Task prompt: Without changing anything, output the records below.

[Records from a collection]
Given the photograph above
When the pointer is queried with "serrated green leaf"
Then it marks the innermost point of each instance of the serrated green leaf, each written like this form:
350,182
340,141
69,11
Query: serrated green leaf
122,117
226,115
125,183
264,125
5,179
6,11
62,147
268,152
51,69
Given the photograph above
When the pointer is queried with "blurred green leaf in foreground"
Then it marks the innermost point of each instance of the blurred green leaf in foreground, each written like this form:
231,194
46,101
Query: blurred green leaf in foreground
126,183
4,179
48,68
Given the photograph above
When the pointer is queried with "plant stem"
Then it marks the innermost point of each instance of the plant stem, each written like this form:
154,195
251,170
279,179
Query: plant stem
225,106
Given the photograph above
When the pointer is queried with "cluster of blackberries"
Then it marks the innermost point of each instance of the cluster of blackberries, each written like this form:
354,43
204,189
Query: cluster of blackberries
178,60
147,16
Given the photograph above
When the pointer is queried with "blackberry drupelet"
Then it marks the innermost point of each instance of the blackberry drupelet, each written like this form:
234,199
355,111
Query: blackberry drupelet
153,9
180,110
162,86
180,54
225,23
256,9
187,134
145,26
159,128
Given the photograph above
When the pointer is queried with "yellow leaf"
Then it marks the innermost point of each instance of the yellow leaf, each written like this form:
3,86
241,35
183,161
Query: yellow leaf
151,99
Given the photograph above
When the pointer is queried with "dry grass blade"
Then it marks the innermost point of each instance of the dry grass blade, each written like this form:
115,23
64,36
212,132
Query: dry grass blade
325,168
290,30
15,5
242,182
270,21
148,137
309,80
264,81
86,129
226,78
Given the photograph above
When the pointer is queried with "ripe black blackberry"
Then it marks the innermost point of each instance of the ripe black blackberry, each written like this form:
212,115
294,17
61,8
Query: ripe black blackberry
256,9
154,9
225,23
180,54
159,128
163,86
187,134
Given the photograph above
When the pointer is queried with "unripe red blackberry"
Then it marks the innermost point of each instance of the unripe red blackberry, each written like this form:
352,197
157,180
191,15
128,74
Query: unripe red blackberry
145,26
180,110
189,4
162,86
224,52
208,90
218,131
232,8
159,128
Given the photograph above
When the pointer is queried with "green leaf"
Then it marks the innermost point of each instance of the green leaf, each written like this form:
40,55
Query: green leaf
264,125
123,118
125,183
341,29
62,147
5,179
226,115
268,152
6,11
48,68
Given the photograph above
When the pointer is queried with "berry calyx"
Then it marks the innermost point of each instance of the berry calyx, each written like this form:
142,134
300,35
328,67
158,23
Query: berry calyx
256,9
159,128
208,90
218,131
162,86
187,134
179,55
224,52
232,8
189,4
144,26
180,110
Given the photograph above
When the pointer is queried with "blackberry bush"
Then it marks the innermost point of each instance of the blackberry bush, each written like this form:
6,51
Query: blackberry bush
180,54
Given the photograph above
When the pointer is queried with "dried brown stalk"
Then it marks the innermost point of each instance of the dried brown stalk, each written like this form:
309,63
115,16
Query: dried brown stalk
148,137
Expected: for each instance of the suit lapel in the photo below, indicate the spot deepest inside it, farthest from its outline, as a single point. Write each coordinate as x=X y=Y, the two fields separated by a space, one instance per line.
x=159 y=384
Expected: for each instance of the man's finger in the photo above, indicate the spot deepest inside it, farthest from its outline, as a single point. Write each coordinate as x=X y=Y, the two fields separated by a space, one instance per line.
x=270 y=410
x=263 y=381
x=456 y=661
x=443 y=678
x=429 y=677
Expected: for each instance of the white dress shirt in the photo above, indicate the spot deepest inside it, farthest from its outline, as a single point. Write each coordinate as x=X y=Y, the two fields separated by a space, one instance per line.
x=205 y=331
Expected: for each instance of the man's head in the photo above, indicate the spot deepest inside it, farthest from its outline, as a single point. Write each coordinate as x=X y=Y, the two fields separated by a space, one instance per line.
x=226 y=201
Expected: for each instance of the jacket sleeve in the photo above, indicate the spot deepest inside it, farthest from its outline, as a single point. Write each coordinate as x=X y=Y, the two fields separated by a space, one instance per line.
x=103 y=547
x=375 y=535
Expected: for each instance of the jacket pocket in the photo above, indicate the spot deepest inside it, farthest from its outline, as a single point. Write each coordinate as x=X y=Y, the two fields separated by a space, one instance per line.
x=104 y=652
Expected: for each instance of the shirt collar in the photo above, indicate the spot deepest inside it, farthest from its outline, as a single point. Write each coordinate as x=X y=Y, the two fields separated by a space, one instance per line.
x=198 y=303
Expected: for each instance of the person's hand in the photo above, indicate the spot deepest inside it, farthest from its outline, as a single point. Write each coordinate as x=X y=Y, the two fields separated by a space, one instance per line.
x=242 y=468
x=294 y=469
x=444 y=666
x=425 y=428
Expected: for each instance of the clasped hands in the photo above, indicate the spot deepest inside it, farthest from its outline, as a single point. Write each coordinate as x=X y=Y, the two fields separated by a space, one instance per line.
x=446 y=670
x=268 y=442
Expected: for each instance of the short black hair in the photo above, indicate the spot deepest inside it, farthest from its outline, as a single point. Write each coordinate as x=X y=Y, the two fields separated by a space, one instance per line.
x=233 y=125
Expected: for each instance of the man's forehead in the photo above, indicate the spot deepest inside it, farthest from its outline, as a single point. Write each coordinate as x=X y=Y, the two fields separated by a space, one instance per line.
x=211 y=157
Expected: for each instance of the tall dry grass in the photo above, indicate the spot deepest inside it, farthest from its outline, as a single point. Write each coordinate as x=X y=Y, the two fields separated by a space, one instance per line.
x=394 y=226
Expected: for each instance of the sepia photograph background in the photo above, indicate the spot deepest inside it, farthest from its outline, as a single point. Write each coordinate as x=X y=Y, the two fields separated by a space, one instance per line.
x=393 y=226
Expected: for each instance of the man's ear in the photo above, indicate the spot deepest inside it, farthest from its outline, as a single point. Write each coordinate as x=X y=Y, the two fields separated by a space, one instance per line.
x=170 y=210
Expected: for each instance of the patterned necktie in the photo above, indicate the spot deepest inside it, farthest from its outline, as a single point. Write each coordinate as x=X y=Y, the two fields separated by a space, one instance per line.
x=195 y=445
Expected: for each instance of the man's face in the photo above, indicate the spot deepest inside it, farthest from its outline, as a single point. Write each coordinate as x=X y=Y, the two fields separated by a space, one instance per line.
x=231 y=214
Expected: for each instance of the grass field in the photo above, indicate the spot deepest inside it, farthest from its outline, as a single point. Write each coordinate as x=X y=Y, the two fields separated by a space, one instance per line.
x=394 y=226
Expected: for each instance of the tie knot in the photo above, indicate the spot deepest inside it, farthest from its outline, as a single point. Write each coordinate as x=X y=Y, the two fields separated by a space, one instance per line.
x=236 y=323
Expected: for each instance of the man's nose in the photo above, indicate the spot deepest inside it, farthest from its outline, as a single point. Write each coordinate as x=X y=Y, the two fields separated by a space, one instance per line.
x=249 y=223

Result of the task:
Given the photograph above
When the pointer is queried with "serrated green leaf"
Then it marks the innermost point of each instance of the serrated green leaf, each written like this form:
350,182
340,141
69,11
Query: serrated green leaf
122,117
226,115
125,183
264,125
5,179
6,11
62,147
268,152
51,69
Given the photograph above
When the pointer is queried with "blurred green leaf in foreground"
Then it marks the innermost point of each instance of the blurred green leaf in foreground, each written like this form:
231,194
46,101
Query: blurred green leaf in foreground
126,183
4,179
48,68
Given the photograph above
When the pointer is queried with "plant stem"
Then it marks the innermost point of each instance of the plant stem, each written like this form:
154,195
251,170
279,179
Query: plant stem
225,106
Given the photograph above
When the pointer is queried with "cluster of blackberries"
Then it marks the innermost point of each instance of the cluster of blackberries, each written like this form:
354,43
204,189
Query: cluster of blackberries
178,60
147,16
Given the photograph above
When the pointer is queried with "blackberry drupelet"
Then it marks the innermost point of each instance of the blackberry drupelet, each written like this form:
234,199
355,111
Query: blackberry drupelet
153,9
180,110
162,86
180,54
225,23
256,9
187,134
145,26
159,128
Given the photograph above
When the pointer is queried with "yellow leaf"
Then it marks the innermost point of each instance of the yellow leaf, each written like this form:
3,86
241,35
183,161
Query: yellow leaf
151,99
Given the photograph above
When the pointer is queried with "dry grass blade"
Then it marks the innermost point of each instance of the dry grass blade, each written like this form:
115,23
64,36
212,132
Query: dry grass blade
325,168
290,30
15,5
242,182
270,21
148,137
309,80
264,81
86,129
226,78
Given the photograph above
When the pointer is queried with "ripe black blackberry"
Then it marks the innermost point of each instance of the ripe black blackberry, each written like this form:
212,115
294,17
61,8
Query: ripe black blackberry
256,9
154,9
225,23
180,54
159,128
163,86
187,134
Given the photograph above
When the pointer is queried with "unripe red blackberry"
Then it marks the innermost point of each instance of the unripe red blackberry, each written like this form:
352,197
157,180
191,15
128,74
Query: unripe red blackberry
145,26
180,110
189,4
162,86
224,52
208,90
218,131
232,8
159,128
Given the photograph above
When the pointer is queried with "green leaf"
Then it marks the innermost point of each instance of the green leaf, each written like this form:
40,55
Query: green leaf
264,125
123,118
125,183
341,29
62,147
5,179
226,115
268,152
6,11
48,68
Given the photograph above
When the pointer is queried with "berry calyx"
Then it marks the innermost point of each instance of the berry calyx, each written like this form:
142,134
300,35
328,67
158,23
Query: berry calyx
256,9
159,128
208,90
218,131
162,86
187,134
179,55
224,52
232,8
189,4
144,26
180,110
Given the photograph above
When the pointer is queried with "blackberry bush"
Then it marks the innermost point of each instance of the blackberry bush, each written like this form:
6,51
Query: blackberry bush
180,54
Given the photograph above
When the pointer is queried with "dried brown stalk"
Then it marks the innermost point of each instance of the dried brown stalk, each written like this form:
309,63
115,16
Query: dried brown stalk
148,137
Expected: for each instance of the suit lapel in the photo below, indicate the spot deepest inside it, farthest from its outline, as a single point. Write each coordinate as x=X y=Y, the two fields separated by a space, one instance per line.
x=159 y=384
Expected: for each instance of the man's finger in the photo above, indicate the spot deepest inside it, farthest from its outline, as a single point. Write each coordinate as x=X y=Y, the two fields separated by a space, one instance per line.
x=270 y=410
x=263 y=381
x=456 y=661
x=443 y=678
x=429 y=677
Expected: for each instance of the white dress shirt in the photo above, indicate the spot deepest inside it, farthest from its outline, as a single point. Write each coordinate as x=X y=Y, the two fields separated by a space, one instance per line.
x=205 y=331
Expected: for each instance of the man's head in the photo above, indicate the spot deepest inside it, farthest from its outline, as a single point. Write each coordinate as x=X y=Y, the two fields separated by a space, one instance per line.
x=226 y=201
Expected: for each instance of the jacket sleeve in the photo above, indicate the spot deepest inside it, farthest from its outline, as a single point. Write each coordinate as x=X y=Y, the two fields separated by a space, one instance per line.
x=103 y=547
x=375 y=535
Expected: for each instance of the jacket pocket in the photo above, indicate the spot deepest inside it, farthest from its outline, as a single point. Write each coordinate as x=X y=Y, the two fields separated by a space, one instance per line.
x=104 y=652
Expected: for each instance of the shirt collar in the photo above, indicate the spot deepest inside it, farthest from its outline, as a single point. Write each coordinate as x=X y=Y, the two fields separated by a space, one instance per line.
x=198 y=303
Expected: for each instance of the person's hand in the photo above, indicate the spot deepest inside it, farthest from its outline, as a single point. Write each coordinate as x=X y=Y, the two fields separated by a space, one instance per line.
x=242 y=468
x=294 y=469
x=444 y=666
x=425 y=428
Expected: for each instance of the clasped hands in the photo above, indicate the spot deepest inside it, farthest from its outline, as a single point. Write each coordinate as x=X y=Y, the two fields separated by a space, one instance per line.
x=446 y=670
x=268 y=442
Expected: for each instance of the short black hair in the photo above, indicate the spot deepest inside it, farthest from its outline, as a single point. Write each coordinate as x=X y=Y, the two fields separated by a space, one instance per line.
x=233 y=125
Expected: for each instance of the man's forehead in the photo above, indicate the spot deepest inside it, farthest from its outline, as a single point. Write each coordinate as x=X y=Y, the two fields separated by a space, one instance per line.
x=211 y=157
Expected: for each instance of the tall dry grass in the photo above, indicate the spot deepest inside it, farthest from its outline, as a single point. Write each coordinate as x=X y=Y, the two fields separated by a space, one instance per line.
x=394 y=226
Expected: for each instance of the sepia photograph background in the photo above, indicate the spot deepest inside it, farthest from its outline, as a single point. Write each coordinate as x=X y=Y, the two fields separated by a space, one instance per line.
x=393 y=226
Expected: for each instance of the man's ear in the photo above, indicate the spot deepest inside it, farthest from its outline, as a single point. Write each coordinate as x=X y=Y, the two fields separated by a space, one instance per line.
x=170 y=210
Expected: for each instance of the patterned necktie in the photo above, indicate the spot deepest inside it, farthest from its outline, as a single point. Write each coordinate as x=X y=Y, the two fields separated by a space, one instance per line.
x=195 y=445
Expected: for each instance of the man's face in the photo above, indicate the spot deepest inside it, farthest from its outline, as a single point. Write each coordinate as x=X y=Y, the two fields separated by a space, one instance per line.
x=231 y=214
Expected: for each instance of the grass field in the photo above, indicate the spot deepest inside it, farthest from its outline, as a single point. Write each coordinate as x=X y=Y, the two fields separated by a space, one instance per line.
x=394 y=226
Expected: for each instance of the tie knot in the photo above, indicate the spot deepest inside it, farthest from its outline, as a single point. Write each coordinate as x=X y=Y, the two fields separated by a space, one instance per line.
x=236 y=323
Expected: for each instance of the man's nose in the photo above, indicate the spot deepest inside it, farthest from its outline, as a single point. Write each coordinate as x=X y=Y, the two fields separated by a space, one instance per line.
x=249 y=223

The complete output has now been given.